_Problema proposto A:_
Devolve sem alterações todas as linhas da listagem de anotação de pontos, deixando as imagens de fora.

Tudo sob perfeito (des)controlo

quarta-feira, outubro 05, 2016


Somos inocente e deliciosamente chatos e previsíveis. Faz-se planos para o futuro. Decide-se o que vai ser o jantar de logo à noite, que se põe dentro de uma travessa no lava-loiças para ir descongelando à temperatura ambiente. Planeia-se e reserva-se as férias do Verão com uma antecedência quase deprimente, porque ficam francamente mais baratas.

Escolhe-se a roupa para vestir na manhã seguinte com uma capacidade infalível de previsão meteorológica, digna do Anthímio de Azevedo. Sonha-se com o dia em que finalmente se consegue demonstrar aos sacanas que nos deitaram abaixo quando mais precisámos deles que, afinal, até conseguimos fazer alguma coisa de jeito da vida. Planeiam-se até os dias sem planos. Temos tudo controlado até ao momento em que percebemos que tudo isto está sustentado por fita-cola, cuspo e um clip.

O tapete é-nos puxado debaixo dos pés quando menos esperamos. Mas qual jantar, quais férias, qual dia seguinte, quais sacanas. Que cegueira é esta em que nos encontramos, sempre a planear o futuro, sempre a viver mais à frente, sempre a querer estar um passo adiante do espaço que ocupamos, desfazados do tempo, de nós mesmos e dos outros. Para quê a pressa, se, no fim, façamos o que fizermos, acabamos por ir todos parar ao mesmo lugar - e, no entanto, ninguém para lá quer ir.

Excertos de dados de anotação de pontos
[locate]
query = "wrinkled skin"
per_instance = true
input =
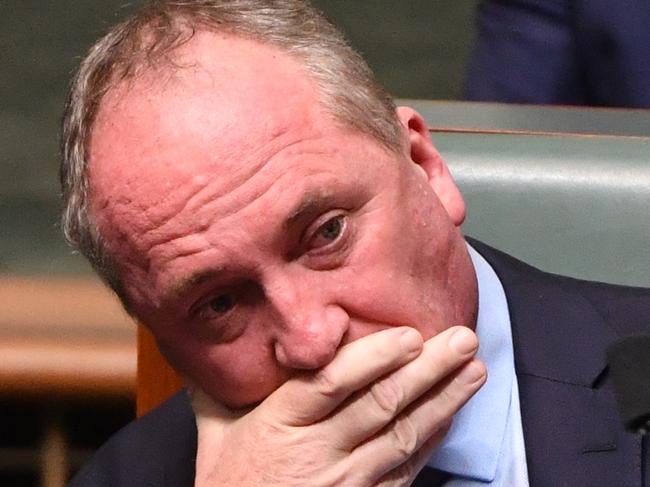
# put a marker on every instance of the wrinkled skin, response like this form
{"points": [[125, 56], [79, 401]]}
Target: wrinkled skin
{"points": [[256, 235]]}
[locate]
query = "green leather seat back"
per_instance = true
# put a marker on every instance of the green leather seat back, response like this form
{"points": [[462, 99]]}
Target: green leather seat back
{"points": [[574, 205]]}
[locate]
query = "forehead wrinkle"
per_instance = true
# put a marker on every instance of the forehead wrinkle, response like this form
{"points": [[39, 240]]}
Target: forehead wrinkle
{"points": [[236, 197]]}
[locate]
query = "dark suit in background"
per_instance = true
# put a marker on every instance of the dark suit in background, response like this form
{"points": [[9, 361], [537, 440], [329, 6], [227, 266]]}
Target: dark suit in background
{"points": [[572, 433], [570, 52]]}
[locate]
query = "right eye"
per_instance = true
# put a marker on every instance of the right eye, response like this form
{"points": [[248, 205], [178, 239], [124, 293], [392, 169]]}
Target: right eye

_Problema proposto B:_
Prossegue o texto sobre a mania de planear o futuro, começando logo a seguir à última frase apresentada.

_Resultado do exercício A:_
[locate]
query = "wrinkled skin"
per_instance = true
input =
# put a marker on every instance of the wrinkled skin, response like this form
{"points": [[125, 56], [79, 401]]}
Target: wrinkled skin
{"points": [[256, 235]]}
[locate]
query = "green leather seat back"
per_instance = true
# put a marker on every instance of the green leather seat back, response like this form
{"points": [[462, 99]]}
Target: green leather seat back
{"points": [[574, 205]]}
[locate]
query = "forehead wrinkle"
per_instance = true
# put a marker on every instance of the forehead wrinkle, response like this form
{"points": [[39, 240]]}
Target: forehead wrinkle
{"points": [[236, 197]]}
[locate]
query = "dark suit in background"
per_instance = true
# put a marker on every instance of the dark suit in background, response like this form
{"points": [[9, 361], [537, 440], [329, 6], [227, 266]]}
Target: dark suit in background
{"points": [[572, 433], [570, 52]]}
[locate]
query = "right eye"
per_instance = true
# put a marker on every instance of the right eye, response like this form
{"points": [[248, 205], [178, 239], [124, 293], [392, 169]]}
Target: right eye

_Resultado do exercício B:_
Assassinámos a espontaneidade a sangue-frio, e tenho cá para mim que os contratempos inesperados, que nos surgem quando menos jeito dão, são o fantasma da dita que nos puxa o pé no momento em que vamos subir para a cama, para ajustar contas connosco.

Esta semana, a carta Cavaleiro de Espadas surge-nos repentinamente como um vendaval gelado num dia que se vislumbrava cálido e estival. Ninguém estava preparado para ele, todos são apanhados de surpresa, e é bem feita para aprenderem a viver o presente e para perceberem de uma vez por todas que ninguém controla nada. Há quem lhe chame lei de Murphy. Poderíamos também chamar-lhe “abre-olhos”, por nos enraizar e devolver a humildade que havíamos perdido nos atropelos do ego.

É um tormento a incerteza de não saber o dia de amanhã. Por outro lado, sabê-lo amolece-nos a capacidade de estar alerta, de debater-nos pelos nossos ideais.

Se a ignorância nos incita a estender as asas e a aguçar os sentidos para encontrar alimento para o corpo e para a alma, o conhecimento antecipado oferece-nos o conforto flácido - e frígido - de um sofá que se afunda quando nos sentamos, como se nos engolisse. Quanto mais nos enterramos nele, mais camaleonicamente iguais a ele nos tornamos -  até sermos salvos pelo fantasma da espontaneidade, mascarado com a capa dos imprevistos que nos trocam as voltas, que nos toca à campainha de casa para despertar-nos deste sonho em que nos imaginamos seguros e arrumados - como um par de sapatos velhos.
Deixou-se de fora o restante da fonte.